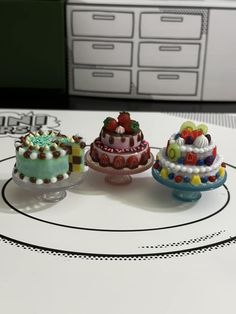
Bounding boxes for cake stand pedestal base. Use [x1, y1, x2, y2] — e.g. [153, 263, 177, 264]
[85, 150, 154, 185]
[36, 191, 67, 203]
[105, 174, 132, 185]
[172, 190, 202, 202]
[12, 169, 85, 203]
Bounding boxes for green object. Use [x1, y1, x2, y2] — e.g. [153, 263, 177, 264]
[16, 153, 69, 180]
[0, 0, 66, 92]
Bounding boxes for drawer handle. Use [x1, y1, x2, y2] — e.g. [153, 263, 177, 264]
[157, 74, 179, 80]
[161, 16, 184, 23]
[159, 46, 182, 51]
[92, 14, 115, 21]
[92, 44, 115, 50]
[92, 72, 114, 77]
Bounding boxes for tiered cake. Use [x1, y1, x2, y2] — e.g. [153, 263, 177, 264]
[153, 121, 225, 186]
[90, 112, 150, 169]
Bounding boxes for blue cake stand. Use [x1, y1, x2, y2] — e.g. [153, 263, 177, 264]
[152, 167, 227, 202]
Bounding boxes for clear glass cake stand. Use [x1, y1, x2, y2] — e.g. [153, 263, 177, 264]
[85, 150, 154, 185]
[12, 170, 85, 203]
[152, 167, 227, 202]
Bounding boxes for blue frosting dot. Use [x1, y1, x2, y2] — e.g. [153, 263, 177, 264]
[201, 177, 208, 183]
[197, 159, 204, 166]
[177, 157, 184, 165]
[184, 177, 190, 183]
[175, 133, 180, 140]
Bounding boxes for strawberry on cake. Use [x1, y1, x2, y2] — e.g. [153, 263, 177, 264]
[90, 112, 150, 169]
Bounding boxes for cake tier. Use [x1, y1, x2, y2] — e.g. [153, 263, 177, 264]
[90, 138, 150, 169]
[165, 138, 217, 166]
[154, 149, 225, 185]
[15, 131, 85, 184]
[16, 153, 70, 184]
[100, 128, 143, 150]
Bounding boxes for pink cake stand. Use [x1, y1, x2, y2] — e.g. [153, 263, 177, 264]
[12, 170, 85, 203]
[85, 150, 154, 185]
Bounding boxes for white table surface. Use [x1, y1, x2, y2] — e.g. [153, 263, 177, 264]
[0, 110, 236, 314]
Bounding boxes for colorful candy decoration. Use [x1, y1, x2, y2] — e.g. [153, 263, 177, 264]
[167, 143, 181, 161]
[160, 168, 168, 179]
[184, 152, 197, 165]
[191, 175, 201, 185]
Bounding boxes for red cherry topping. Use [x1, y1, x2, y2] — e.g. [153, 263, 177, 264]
[118, 111, 130, 126]
[191, 130, 203, 139]
[103, 117, 118, 132]
[99, 154, 110, 167]
[127, 156, 138, 169]
[180, 129, 191, 139]
[175, 176, 183, 183]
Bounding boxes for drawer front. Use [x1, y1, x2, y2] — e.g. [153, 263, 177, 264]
[139, 43, 200, 67]
[73, 40, 132, 66]
[140, 13, 202, 39]
[74, 69, 131, 93]
[138, 71, 197, 95]
[72, 11, 133, 37]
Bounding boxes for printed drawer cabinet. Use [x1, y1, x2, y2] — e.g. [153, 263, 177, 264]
[138, 71, 198, 95]
[72, 10, 133, 37]
[139, 42, 200, 67]
[140, 12, 202, 39]
[74, 68, 131, 93]
[73, 40, 132, 66]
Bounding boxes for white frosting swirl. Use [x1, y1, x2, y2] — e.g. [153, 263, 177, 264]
[115, 125, 125, 134]
[193, 134, 209, 148]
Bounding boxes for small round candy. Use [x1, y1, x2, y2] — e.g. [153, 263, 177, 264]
[175, 176, 183, 183]
[197, 159, 204, 166]
[167, 143, 181, 161]
[184, 176, 190, 183]
[204, 155, 215, 166]
[201, 177, 208, 183]
[185, 135, 194, 145]
[168, 172, 175, 180]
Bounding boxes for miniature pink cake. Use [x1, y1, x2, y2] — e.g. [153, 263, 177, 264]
[90, 112, 150, 169]
[153, 121, 226, 186]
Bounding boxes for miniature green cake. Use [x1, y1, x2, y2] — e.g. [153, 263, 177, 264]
[14, 131, 85, 184]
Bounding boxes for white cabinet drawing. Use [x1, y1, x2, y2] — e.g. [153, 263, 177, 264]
[67, 0, 236, 101]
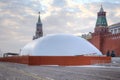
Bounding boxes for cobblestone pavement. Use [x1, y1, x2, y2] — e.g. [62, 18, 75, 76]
[0, 62, 120, 80]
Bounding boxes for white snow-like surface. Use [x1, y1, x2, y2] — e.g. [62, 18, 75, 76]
[21, 34, 102, 56]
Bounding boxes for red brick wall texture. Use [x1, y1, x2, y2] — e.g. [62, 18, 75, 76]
[89, 33, 120, 56]
[0, 56, 111, 66]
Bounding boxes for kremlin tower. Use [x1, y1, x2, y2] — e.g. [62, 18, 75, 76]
[33, 12, 43, 40]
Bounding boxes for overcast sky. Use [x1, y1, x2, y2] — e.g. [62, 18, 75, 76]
[0, 0, 120, 52]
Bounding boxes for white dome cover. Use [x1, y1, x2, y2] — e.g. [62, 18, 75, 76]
[21, 34, 102, 56]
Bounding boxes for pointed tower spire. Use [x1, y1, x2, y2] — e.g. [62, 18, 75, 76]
[38, 12, 41, 23]
[99, 4, 104, 12]
[96, 5, 108, 27]
[33, 12, 43, 40]
[94, 5, 109, 35]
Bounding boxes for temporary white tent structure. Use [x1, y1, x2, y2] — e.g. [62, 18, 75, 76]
[21, 34, 102, 56]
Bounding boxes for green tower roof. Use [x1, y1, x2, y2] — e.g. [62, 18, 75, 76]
[96, 6, 108, 27]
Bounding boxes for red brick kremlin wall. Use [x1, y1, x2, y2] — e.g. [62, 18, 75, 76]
[0, 56, 111, 66]
[89, 33, 120, 56]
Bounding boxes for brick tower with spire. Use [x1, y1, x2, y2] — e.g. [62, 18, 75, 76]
[90, 5, 110, 52]
[33, 12, 43, 40]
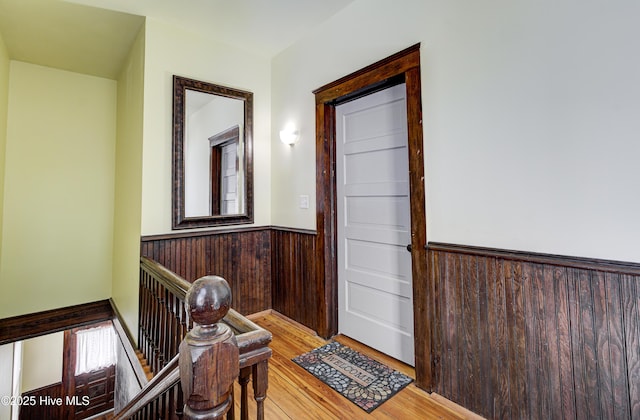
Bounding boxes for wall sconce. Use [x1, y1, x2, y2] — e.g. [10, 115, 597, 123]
[280, 128, 298, 146]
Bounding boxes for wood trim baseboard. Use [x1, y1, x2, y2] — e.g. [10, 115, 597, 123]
[0, 299, 114, 345]
[427, 242, 640, 276]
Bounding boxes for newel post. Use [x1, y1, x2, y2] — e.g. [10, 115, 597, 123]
[180, 276, 239, 420]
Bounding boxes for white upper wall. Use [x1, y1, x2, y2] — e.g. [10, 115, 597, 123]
[142, 18, 271, 235]
[271, 0, 640, 262]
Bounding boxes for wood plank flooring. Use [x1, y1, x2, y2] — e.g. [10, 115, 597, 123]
[235, 312, 481, 420]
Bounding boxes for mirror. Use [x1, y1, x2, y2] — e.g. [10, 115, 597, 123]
[172, 76, 253, 229]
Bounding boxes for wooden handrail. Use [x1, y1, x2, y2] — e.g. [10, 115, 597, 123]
[140, 257, 191, 301]
[113, 356, 180, 420]
[123, 257, 271, 420]
[140, 256, 271, 353]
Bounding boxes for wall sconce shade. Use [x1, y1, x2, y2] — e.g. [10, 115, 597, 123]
[280, 129, 298, 146]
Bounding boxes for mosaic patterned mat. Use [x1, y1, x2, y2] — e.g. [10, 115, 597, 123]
[292, 342, 413, 413]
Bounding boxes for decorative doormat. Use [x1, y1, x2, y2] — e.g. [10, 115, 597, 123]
[292, 342, 413, 413]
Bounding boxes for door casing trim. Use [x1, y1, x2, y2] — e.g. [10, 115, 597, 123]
[313, 44, 434, 390]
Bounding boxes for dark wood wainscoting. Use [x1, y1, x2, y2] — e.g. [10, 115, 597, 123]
[271, 228, 320, 331]
[424, 244, 640, 419]
[141, 227, 271, 314]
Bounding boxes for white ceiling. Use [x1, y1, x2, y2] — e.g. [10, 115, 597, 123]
[0, 0, 353, 79]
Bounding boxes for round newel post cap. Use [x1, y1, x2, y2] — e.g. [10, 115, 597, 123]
[185, 276, 231, 327]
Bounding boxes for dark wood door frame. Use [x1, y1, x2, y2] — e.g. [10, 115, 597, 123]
[313, 44, 433, 389]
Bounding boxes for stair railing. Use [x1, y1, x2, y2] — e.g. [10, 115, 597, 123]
[115, 276, 240, 420]
[116, 257, 271, 420]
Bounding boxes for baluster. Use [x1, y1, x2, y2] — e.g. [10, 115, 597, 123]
[238, 366, 251, 420]
[180, 276, 239, 420]
[253, 360, 269, 420]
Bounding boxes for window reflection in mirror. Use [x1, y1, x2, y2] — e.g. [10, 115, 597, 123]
[173, 76, 253, 229]
[184, 89, 244, 217]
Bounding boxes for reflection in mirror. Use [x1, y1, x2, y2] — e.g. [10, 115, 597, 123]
[173, 76, 253, 229]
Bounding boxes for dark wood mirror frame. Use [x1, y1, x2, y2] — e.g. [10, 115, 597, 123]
[172, 76, 253, 229]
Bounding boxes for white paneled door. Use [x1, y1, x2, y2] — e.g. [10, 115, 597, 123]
[336, 84, 414, 365]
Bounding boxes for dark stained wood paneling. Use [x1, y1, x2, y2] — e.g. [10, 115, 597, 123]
[141, 228, 271, 314]
[271, 229, 326, 331]
[424, 244, 640, 419]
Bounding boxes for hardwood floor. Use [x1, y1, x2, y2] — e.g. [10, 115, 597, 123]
[235, 312, 481, 420]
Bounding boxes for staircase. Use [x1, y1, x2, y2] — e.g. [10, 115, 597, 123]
[136, 349, 153, 381]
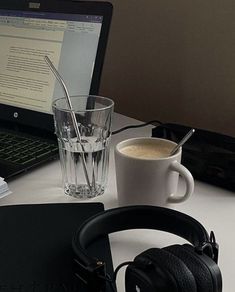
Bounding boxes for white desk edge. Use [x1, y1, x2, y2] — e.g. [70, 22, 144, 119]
[0, 113, 235, 292]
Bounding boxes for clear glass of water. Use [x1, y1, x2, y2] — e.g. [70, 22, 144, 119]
[52, 95, 114, 199]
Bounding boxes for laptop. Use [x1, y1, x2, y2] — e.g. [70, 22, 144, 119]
[0, 0, 112, 179]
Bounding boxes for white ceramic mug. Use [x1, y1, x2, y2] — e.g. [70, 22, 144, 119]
[115, 138, 194, 206]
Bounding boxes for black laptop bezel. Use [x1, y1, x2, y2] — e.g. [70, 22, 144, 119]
[0, 0, 113, 133]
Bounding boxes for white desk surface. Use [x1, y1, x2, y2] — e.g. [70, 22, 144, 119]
[0, 113, 235, 292]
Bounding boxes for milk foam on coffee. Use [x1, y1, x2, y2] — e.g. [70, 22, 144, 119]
[119, 142, 172, 159]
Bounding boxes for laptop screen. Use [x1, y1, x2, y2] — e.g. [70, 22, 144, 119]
[0, 10, 103, 113]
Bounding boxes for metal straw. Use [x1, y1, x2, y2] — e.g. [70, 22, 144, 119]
[44, 56, 92, 191]
[171, 129, 195, 155]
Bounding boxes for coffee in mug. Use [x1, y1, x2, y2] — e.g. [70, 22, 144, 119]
[115, 138, 194, 206]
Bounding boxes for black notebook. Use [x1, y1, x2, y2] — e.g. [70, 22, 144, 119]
[0, 203, 112, 292]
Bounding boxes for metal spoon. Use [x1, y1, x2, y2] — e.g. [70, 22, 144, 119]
[44, 56, 92, 191]
[170, 129, 195, 155]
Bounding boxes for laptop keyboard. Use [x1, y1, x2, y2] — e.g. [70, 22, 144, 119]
[0, 131, 58, 165]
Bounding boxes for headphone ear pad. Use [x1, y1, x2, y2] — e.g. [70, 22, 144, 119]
[126, 248, 197, 292]
[164, 245, 215, 292]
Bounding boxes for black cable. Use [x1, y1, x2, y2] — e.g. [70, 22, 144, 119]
[100, 261, 133, 292]
[112, 120, 162, 135]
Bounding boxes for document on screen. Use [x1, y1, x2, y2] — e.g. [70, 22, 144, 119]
[0, 19, 65, 112]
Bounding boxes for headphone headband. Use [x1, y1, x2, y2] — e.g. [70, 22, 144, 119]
[72, 206, 222, 292]
[72, 206, 210, 265]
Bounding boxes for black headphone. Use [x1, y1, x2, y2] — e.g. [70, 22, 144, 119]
[72, 206, 222, 292]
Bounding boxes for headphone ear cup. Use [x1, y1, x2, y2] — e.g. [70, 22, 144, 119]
[164, 245, 218, 292]
[129, 248, 197, 292]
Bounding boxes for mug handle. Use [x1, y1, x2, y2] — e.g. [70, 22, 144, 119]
[167, 161, 194, 203]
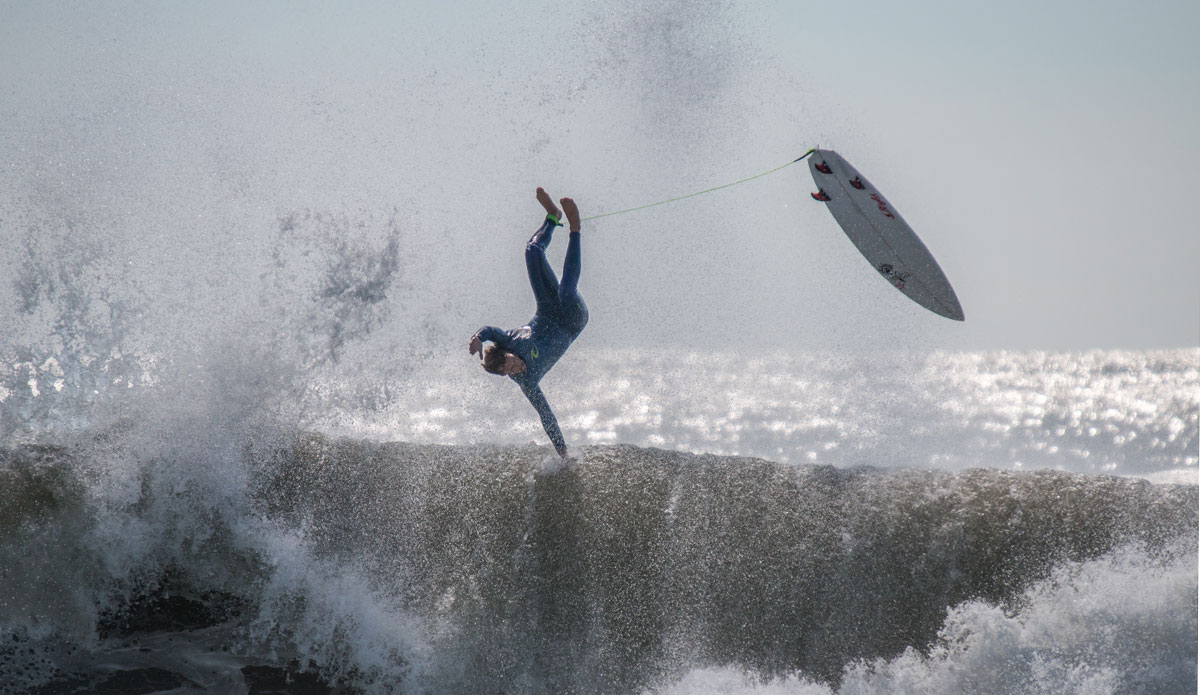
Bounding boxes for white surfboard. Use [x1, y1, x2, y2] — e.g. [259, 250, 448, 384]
[809, 149, 964, 320]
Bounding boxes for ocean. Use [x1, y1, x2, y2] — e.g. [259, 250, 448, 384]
[0, 0, 1200, 695]
[0, 349, 1200, 694]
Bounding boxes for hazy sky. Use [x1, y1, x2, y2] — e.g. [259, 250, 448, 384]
[0, 0, 1200, 349]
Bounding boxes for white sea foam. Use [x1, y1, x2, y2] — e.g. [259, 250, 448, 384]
[647, 547, 1198, 695]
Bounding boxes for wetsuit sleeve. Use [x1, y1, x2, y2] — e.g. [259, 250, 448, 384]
[521, 384, 566, 456]
[475, 325, 512, 351]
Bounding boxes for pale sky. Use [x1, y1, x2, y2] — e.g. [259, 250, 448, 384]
[7, 1, 1200, 349]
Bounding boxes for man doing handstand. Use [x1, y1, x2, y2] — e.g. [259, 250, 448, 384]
[468, 188, 588, 460]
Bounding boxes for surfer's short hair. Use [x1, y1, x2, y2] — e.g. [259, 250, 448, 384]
[484, 344, 511, 377]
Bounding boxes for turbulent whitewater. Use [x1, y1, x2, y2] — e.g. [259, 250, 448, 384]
[0, 351, 1198, 694]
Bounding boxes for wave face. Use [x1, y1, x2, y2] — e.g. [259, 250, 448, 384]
[0, 444, 1198, 693]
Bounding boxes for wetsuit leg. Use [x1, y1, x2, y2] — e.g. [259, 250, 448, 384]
[526, 220, 558, 313]
[558, 232, 588, 334]
[559, 232, 583, 295]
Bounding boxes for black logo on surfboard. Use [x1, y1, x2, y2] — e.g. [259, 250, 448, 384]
[876, 263, 911, 289]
☆ ☆ ☆ ☆ ☆
Aim: Pick out each line in the entries above that contains the word "green", and copy those lines.

Solution for this exercise:
Bounding boxes for green object. Use [x1, y1, x2, y2] — e.g. [153, 263, 177, 264]
Bounding boxes for miniature green cake. Use [x1, y1, x2, y2] — e.g. [153, 263, 177, 264]
Bounding boxes for green tower roof. Use [x1, y1, x2, y2] — e.g. [62, 18, 75, 76]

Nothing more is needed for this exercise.